Quando se pensa em literatura, é
senso comum pensar em livros. Claro, há séculos o livro é o principal veículo
de divulgação da arte literária. É relação tão íntima que, ao se falar em
livros, pensa-se em literatura. Se alguém nos faz a pergunta “Qual livro você
está lendo?”, dificilmente alguém responderá “Estou lendo o Biologia 1, do
Amabis”, mas dirá, por exemplo, às vezes com um certo pedantismo, “O segundo
volume de À La recherche..., de
Proust. O livro, porém, é apenas um veículo. O papel, a capa, a lombada, enfim,
o objeto – com ou sem o charmoso aspecto de antigo, ou o nem sempre agradável
cheiro de mofo – não é mais imprescindível para a divulgação do texto
literário.
A internet trouxe a possibilidade
da multiplicação dos pães no que se refere à produção literária. Há vários sites de divulgação de contos e poesias,
por exemplo. Além de blogs de talentosos
escrevinhadores. E muitos autores produzem exclusivamente para este novo
veículo da literatura: a Web. Existe quem tenha a Internet como um entreposto
importante entre a antiga gaveta de inéditos e a consagração proporcionada pelo
livro. Segundo o Estadão, no artigo “Internet renova a literatura do século 21”, Daniel Galera é um dos principais nomes dessa
nova geração de literatos. Ele surgiu em 1998, em Porto Alegre, no fanzine via
e-mail CardosOnline e fundou, já em 2001, o selo independente Livros do Mal
(junto com outro escritor, Daniel “Mojo” Pellizzari). Hoje, Galera publica pela
editora Companhia das Letras, teve seu segundo livro adaptado para o cinema
pelo diretor Beto Brant (Cão Sem Dono, em cartaz).

== == ==

:: Problemas e tarefas ::
#1 Liste todas as pessoas mencionadas pelo nome no texto sobre literatura e internet.
#2 Segundo o texto sobre literatura e internet, por qual editora Daniel Galera publica hoje?
#3 Modifique o trecho do texto sobre literatura e internet que começa nas palavras "A internet trouxe" e vai até "Dono, em cartaz).", substituindo "fanzine" por "boletim".

Entradas do conjunto de dados:

== == ==

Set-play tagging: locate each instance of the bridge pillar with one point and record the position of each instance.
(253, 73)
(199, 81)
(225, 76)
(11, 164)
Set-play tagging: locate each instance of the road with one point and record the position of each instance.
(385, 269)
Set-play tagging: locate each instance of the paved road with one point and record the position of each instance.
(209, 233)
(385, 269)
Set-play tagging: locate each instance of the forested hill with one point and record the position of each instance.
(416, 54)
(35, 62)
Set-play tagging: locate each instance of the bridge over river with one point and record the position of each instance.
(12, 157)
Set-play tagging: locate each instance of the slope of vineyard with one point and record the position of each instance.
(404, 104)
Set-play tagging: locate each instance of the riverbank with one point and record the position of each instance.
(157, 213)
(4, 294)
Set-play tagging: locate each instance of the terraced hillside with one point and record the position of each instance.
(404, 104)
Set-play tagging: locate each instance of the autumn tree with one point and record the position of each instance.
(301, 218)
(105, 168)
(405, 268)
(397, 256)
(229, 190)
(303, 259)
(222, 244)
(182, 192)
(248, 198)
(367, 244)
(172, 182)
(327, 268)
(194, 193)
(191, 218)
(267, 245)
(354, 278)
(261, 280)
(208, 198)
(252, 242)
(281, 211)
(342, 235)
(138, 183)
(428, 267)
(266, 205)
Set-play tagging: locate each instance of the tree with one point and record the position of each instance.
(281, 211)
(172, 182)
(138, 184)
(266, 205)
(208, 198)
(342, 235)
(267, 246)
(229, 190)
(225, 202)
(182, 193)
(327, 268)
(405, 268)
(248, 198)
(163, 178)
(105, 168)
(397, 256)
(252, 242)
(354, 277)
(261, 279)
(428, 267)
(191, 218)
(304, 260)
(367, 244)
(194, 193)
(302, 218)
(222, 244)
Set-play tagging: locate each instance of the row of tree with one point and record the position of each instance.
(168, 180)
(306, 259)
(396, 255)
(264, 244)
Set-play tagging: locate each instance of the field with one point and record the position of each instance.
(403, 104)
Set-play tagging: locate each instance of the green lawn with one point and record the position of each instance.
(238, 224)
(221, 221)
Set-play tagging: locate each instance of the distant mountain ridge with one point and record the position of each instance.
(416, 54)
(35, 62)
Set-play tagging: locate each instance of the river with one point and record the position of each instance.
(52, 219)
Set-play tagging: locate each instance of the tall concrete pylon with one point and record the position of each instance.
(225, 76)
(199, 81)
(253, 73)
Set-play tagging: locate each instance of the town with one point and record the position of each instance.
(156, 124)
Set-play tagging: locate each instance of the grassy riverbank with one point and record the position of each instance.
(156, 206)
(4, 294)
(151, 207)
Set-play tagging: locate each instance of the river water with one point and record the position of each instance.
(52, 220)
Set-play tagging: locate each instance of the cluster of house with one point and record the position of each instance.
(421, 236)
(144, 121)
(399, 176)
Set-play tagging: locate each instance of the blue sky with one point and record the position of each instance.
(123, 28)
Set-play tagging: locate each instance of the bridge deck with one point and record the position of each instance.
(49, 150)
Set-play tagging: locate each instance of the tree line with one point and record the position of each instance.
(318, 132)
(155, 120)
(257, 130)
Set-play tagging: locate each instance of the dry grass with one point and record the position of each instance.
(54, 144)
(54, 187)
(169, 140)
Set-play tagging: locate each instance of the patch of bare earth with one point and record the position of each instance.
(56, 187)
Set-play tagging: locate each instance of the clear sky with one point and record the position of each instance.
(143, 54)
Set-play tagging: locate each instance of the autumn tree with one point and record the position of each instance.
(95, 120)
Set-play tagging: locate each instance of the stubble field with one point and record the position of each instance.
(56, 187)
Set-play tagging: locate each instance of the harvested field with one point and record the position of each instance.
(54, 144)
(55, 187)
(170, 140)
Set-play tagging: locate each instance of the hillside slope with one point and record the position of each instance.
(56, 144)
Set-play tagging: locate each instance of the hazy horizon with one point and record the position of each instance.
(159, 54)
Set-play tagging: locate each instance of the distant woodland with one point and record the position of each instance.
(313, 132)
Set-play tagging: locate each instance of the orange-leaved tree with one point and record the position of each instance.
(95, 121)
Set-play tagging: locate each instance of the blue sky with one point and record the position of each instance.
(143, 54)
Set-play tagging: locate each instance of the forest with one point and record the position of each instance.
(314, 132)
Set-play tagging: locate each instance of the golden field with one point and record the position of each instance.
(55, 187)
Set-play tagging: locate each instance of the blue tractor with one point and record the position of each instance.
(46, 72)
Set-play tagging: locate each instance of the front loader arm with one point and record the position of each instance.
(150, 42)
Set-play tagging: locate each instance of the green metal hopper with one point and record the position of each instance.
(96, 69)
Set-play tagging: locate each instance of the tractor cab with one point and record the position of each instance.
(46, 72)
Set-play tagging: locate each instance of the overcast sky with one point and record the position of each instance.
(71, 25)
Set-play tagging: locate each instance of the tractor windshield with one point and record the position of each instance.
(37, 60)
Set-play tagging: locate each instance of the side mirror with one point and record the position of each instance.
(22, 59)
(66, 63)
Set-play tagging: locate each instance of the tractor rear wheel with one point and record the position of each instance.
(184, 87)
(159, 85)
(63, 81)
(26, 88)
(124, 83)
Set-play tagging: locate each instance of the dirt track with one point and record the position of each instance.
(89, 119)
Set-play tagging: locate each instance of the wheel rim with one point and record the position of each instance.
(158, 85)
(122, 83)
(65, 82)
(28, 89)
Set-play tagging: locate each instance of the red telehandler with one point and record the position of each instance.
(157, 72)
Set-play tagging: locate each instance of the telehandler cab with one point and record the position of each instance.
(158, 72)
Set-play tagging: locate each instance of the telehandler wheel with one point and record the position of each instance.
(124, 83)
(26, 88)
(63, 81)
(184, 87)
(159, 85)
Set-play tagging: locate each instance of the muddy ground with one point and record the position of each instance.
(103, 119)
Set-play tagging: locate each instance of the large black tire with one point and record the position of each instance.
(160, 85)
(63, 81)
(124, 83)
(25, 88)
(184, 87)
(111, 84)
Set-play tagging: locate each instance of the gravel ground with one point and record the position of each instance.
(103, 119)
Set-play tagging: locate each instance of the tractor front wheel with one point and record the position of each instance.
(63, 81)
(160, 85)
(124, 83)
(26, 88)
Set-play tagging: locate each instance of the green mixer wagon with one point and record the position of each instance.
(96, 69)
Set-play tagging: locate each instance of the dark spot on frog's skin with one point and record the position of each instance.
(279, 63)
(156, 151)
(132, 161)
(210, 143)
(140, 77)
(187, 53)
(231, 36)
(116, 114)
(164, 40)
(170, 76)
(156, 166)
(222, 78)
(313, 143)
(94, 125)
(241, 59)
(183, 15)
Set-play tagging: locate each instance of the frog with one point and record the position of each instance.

== == ==

:: Respostas por item ::
#1 Amabis, Proust, Daniel Galera, Daniel "Mojo" Pellizzari e Beto Brant.

#2 Pela editora Companhia das Letras.

#3
A internet trouxe a possibilidade
da multiplicação dos pães no que se refere à produção literária. Há vários sites de divulgação de contos e poesias,
por exemplo. Além de blogs de talentosos
escrevinhadores. E muitos autores produzem exclusivamente para este novo
veículo da literatura: a Web. Existe quem tenha a Internet como um entreposto
importante entre a antiga gaveta de inéditos e a consagração proporcionada pelo
livro. Segundo o Estadão, no artigo “Internet renova a literatura do século 21”, Daniel Galera é um dos principais nomes dessa
nova geração de literatos. Ele surgiu em 1998, em Porto Alegre, no boletim via
e-mail CardosOnline e fundou, já em 2001, o selo independente Livros do Mal
(junto com outro escritor, Daniel “Mojo” Pellizzari). Hoje, Galera publica pela
editora Companhia das Letras, teve seu segundo livro adaptado para o cinema
pelo diretor Beto Brant (Cão Sem Dono, em cartaz).